::: RECORDS PROVIDED :::

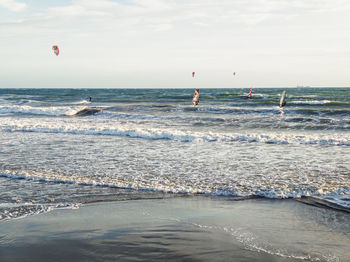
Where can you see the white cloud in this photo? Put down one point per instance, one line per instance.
(13, 5)
(266, 36)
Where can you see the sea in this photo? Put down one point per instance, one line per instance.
(58, 149)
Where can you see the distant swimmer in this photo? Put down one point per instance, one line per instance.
(195, 98)
(283, 99)
(250, 93)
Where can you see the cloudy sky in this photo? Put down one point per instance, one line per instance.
(158, 43)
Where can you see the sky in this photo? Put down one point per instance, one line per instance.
(159, 43)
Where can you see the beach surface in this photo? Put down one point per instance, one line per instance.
(180, 228)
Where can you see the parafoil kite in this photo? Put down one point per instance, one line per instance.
(195, 98)
(56, 50)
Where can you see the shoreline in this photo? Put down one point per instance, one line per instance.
(192, 228)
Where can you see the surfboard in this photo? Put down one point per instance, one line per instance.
(283, 99)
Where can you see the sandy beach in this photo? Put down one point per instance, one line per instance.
(180, 229)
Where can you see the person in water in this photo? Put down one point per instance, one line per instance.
(195, 99)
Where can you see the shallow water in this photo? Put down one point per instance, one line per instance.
(56, 145)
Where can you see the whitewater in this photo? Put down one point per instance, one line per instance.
(155, 140)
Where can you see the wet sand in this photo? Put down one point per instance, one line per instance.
(180, 229)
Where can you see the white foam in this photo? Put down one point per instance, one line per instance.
(311, 102)
(115, 127)
(48, 111)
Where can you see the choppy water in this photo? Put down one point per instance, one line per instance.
(153, 141)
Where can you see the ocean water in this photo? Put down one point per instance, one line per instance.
(59, 150)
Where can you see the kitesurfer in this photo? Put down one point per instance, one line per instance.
(195, 98)
(283, 99)
(250, 93)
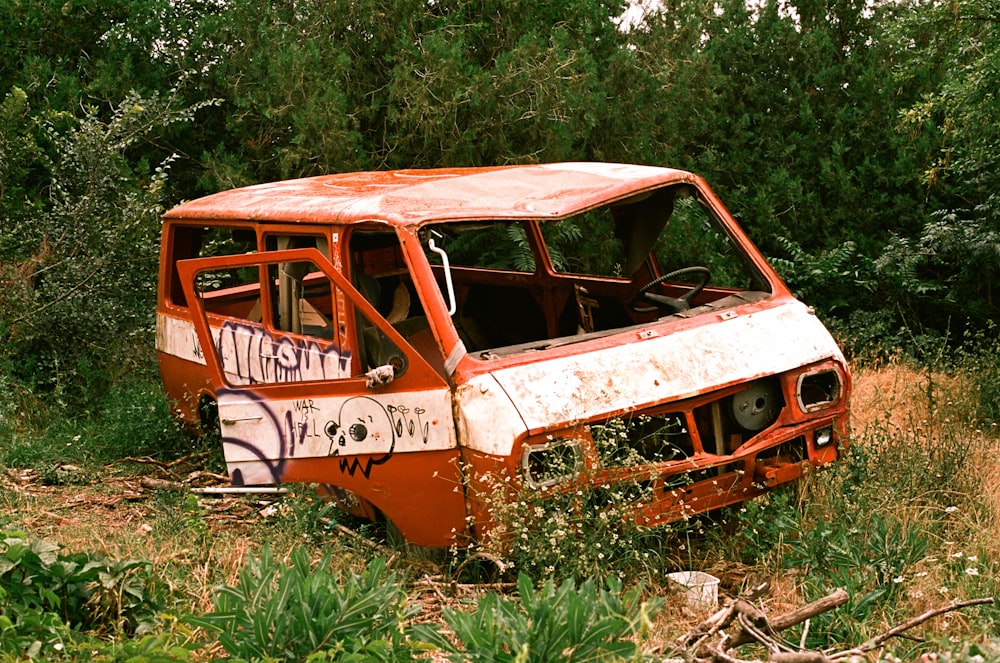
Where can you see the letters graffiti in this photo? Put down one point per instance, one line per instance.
(251, 355)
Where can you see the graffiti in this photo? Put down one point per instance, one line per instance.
(364, 421)
(251, 355)
(363, 435)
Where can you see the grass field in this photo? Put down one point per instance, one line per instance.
(909, 522)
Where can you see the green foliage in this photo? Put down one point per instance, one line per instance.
(78, 268)
(46, 593)
(833, 281)
(564, 623)
(572, 529)
(307, 612)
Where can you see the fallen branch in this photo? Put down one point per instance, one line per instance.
(709, 642)
(879, 640)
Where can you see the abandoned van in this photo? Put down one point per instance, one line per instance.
(405, 339)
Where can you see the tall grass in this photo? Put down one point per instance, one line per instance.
(909, 520)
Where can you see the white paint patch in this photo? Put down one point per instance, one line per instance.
(653, 370)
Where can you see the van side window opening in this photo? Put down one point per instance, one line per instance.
(207, 241)
(380, 273)
(652, 256)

:::

Transcribe all of the entries word for word, but skip any pictures they contain.

Where can you see the white cloud in this photo? Put down one point per instance, one line per instance.
(13, 5)
(266, 36)
Where can you see the sea in this photo? Put down one point per instance, one line per instance.
(58, 149)
Where can you see the distant swimmer in this photo? Put down one point per instance, one line per instance.
(195, 98)
(283, 99)
(250, 93)
Where can you see the cloudy sky in this photo? Put down one point per instance, one line per instance.
(158, 43)
Where can you see the sky in this photo? Put down one point per instance, one line per instance.
(159, 43)
Where can you see the beach surface in this photo? Put down one point per instance, one line per instance.
(180, 228)
Where can you see the parafoil kite in this photo? Put down one point per instance, one line per instance.
(195, 98)
(56, 50)
Where can you see the shoreline in this photo? Put down one point per instance, one line per instance.
(192, 228)
Where can you see the surfboard in this photo? Put down one point per instance, one line per instance.
(283, 99)
Where can you see the sandy beach in this photo? Put down one point per instance, one line per instance.
(180, 229)
Where can you see the person in water in this photo? Put down one point per instance, one line per instance.
(195, 99)
Where can you see the shallow water in this photo? Put down one point per instance, one line per instance.
(56, 145)
Where can you see the whitewater in this photo? Put down one point per instance, one line per instance.
(155, 140)
Where can you see the wet sand in this photo? Put down one point per instance, one line per instance.
(180, 229)
Where can you see the white foam in this photo? Put down one point per instance, one line per instance.
(311, 102)
(115, 127)
(48, 111)
Where can you see the choppy water in this photo? Put down one point per instance, one line per instance.
(153, 141)
Where can you see the ocean water in this photo? Put down one point per instance, one line per instance.
(59, 150)
Where can you see the kitesurfer in this photo? Put down one point per instance, one line per instance.
(195, 98)
(283, 99)
(250, 93)
Where can you see the letters graffiti in this photo? Put down one point per instance, one line per instance.
(251, 355)
Where can you see the graffiti in this photo? Put down one point per instance, one line per instance.
(364, 421)
(251, 355)
(363, 435)
Where can you see the grass field in this photo? Put down one point per instance, one line per instance.
(909, 522)
Where can you see the green foliage in this photo? Put down one point per instance, one line per instance.
(78, 268)
(46, 593)
(833, 281)
(564, 623)
(572, 529)
(307, 612)
Where can you see the fallen branch in this photo? Put down one point per instance, one line per instance.
(709, 642)
(879, 640)
Where can you see the abandoned van in this photo? Put down one point per instance, one line per instance.
(405, 339)
Where can you see the tall grass in this photo? Put down one point per instance, one line per instance.
(909, 520)
Where can you see the white paint patch in this photo? Put down one point per instance, one line per instance.
(653, 370)
Where can you see the van side window opening in this photo? Put down one point per instance, one line per instance.
(207, 241)
(380, 273)
(652, 256)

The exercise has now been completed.